Task instructions:
Rewrite the items below, replacing "instance" with "occurrence" everywhere it appears and leaving everything else unchanged.

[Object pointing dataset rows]
## START
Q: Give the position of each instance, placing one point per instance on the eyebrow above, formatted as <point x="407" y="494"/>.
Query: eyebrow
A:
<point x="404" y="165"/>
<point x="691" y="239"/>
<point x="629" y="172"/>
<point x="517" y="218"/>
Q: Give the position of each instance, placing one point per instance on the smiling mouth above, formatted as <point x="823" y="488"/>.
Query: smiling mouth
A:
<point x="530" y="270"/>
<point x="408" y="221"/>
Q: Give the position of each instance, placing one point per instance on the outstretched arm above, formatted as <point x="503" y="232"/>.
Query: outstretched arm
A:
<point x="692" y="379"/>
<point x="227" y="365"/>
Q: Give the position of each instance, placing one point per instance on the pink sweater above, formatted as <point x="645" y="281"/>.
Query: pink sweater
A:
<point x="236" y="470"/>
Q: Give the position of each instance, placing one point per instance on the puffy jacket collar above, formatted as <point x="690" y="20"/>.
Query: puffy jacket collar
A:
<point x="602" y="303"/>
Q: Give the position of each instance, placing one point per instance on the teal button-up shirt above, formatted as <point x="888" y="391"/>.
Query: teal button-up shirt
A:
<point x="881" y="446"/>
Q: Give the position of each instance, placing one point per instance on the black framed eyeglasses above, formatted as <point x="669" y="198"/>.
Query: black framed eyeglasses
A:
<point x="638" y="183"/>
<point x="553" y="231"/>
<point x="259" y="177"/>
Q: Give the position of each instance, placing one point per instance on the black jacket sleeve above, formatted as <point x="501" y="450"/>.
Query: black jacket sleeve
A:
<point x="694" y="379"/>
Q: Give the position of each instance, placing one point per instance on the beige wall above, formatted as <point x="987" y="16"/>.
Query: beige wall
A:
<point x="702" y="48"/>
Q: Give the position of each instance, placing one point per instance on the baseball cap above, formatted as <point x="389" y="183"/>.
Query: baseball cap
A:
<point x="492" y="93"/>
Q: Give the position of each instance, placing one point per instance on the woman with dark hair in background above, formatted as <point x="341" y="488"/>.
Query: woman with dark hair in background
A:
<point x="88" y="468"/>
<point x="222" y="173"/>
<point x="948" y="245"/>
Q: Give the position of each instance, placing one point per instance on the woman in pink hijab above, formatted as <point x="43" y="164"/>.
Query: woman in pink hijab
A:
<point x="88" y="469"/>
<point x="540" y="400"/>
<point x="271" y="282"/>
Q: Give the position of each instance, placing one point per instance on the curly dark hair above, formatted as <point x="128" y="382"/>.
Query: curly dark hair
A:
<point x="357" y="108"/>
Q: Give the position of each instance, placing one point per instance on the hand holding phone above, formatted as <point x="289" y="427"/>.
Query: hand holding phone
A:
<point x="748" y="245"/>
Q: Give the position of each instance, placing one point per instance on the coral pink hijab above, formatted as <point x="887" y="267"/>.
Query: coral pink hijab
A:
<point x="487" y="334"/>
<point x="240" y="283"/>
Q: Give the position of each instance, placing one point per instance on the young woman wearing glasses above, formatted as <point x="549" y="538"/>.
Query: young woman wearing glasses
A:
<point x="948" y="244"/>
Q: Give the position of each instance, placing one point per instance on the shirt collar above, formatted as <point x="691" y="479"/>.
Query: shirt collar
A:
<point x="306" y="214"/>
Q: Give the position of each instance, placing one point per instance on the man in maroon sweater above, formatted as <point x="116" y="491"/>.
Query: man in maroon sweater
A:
## END
The output:
Q: Give the position of each occurrence, placing one point per occurrence on the eyebrow above, formatted as <point x="407" y="494"/>.
Query: eyebrow
A:
<point x="404" y="165"/>
<point x="691" y="239"/>
<point x="629" y="172"/>
<point x="517" y="218"/>
Q: Give the position of each occurrence, placing one point per occurrence on the smiling mouth above, formatted as <point x="823" y="488"/>.
Query: smiling mouth
A:
<point x="530" y="270"/>
<point x="408" y="221"/>
Q: Give the position of each occurrence, placing one point per occurrence on the outstretched arm above, formatted as <point x="503" y="232"/>.
Query: outstretched arm
A:
<point x="692" y="379"/>
<point x="227" y="365"/>
Q: Give the position of each occurrence, placing one point per occurrence on the pink sweater above, formatted as <point x="645" y="281"/>.
Query: pink sweater
A:
<point x="236" y="470"/>
Q: Give the position of each occurrence, placing one point per occurrence on the puffy jacket collar above, formatted as <point x="690" y="20"/>.
Query: puffy jacket collar
A:
<point x="602" y="303"/>
Q: Give the position of each occurrence, placing one point per occurrence on the teal button-up shirt above, formatted as <point x="888" y="391"/>.
Query: teal button-up shirt
A:
<point x="881" y="446"/>
Q: Give the position of each occurrence, placing one point per occurrence on the black framed eyeglasses above, formatted as <point x="669" y="198"/>.
Query: black framed eyeglasses
A:
<point x="638" y="183"/>
<point x="553" y="231"/>
<point x="259" y="177"/>
Q: Give the position of each occurrence, placing one point per occurrence on the black jacket sleeve above, formatted as <point x="501" y="450"/>.
Query: black jacket sleeve
A:
<point x="694" y="379"/>
Q: Give the position of each occurrence, placing one point per occurrence on the beige wall above, formatted as <point x="987" y="16"/>.
Query: beige wall
A:
<point x="702" y="48"/>
Q: Give the position of each occurrence, placing one point per occurrence on the baseball cap above, formatted as <point x="389" y="183"/>.
Query: baseball cap
A:
<point x="492" y="93"/>
Q: Give the position of each occurrence, placing one point per occurrence on the woman with dark hair in background above, formatted as <point x="341" y="488"/>.
Query: woman with dark hair in background
A:
<point x="88" y="468"/>
<point x="222" y="173"/>
<point x="948" y="245"/>
Q: Give the position of each occurrence, placing one point per occurrence on the woman in pink hijab above, formatted as <point x="43" y="164"/>.
Query: woman in pink hijab
A:
<point x="88" y="469"/>
<point x="540" y="400"/>
<point x="271" y="282"/>
Q: Give the position of each occurrence, placing one point per occurrence on the curly dark hair above, formatted as <point x="128" y="382"/>.
Query: curly dark hair
A:
<point x="357" y="108"/>
Q: Give the position of each occurrence, placing one point per occurrence on the hand holding phone above, formatted as <point x="289" y="427"/>.
Query: hand holding phone
A:
<point x="748" y="245"/>
Q: Give the position of each occurrence, placing one point per occurrence on the coral pink hijab above, formatted as <point x="887" y="267"/>.
Query: coral pink hijab
A:
<point x="487" y="334"/>
<point x="240" y="283"/>
Q: Give the position of each occurrence, placing one point per occurrence on the young woman wearing glasses above, formatted as <point x="549" y="538"/>.
Query: young woman wearing glasses
A:
<point x="948" y="244"/>
Q: Give the position of each occurrence, placing one point per occurrence on the shirt collar above, formatted as <point x="691" y="479"/>.
Query: shirt collar
A:
<point x="306" y="214"/>
Q: Give the position of each occurrence, placing one point per occurrence on the man in maroon sweater above, formatted as <point x="116" y="491"/>.
Query: man in maroon sweater
A:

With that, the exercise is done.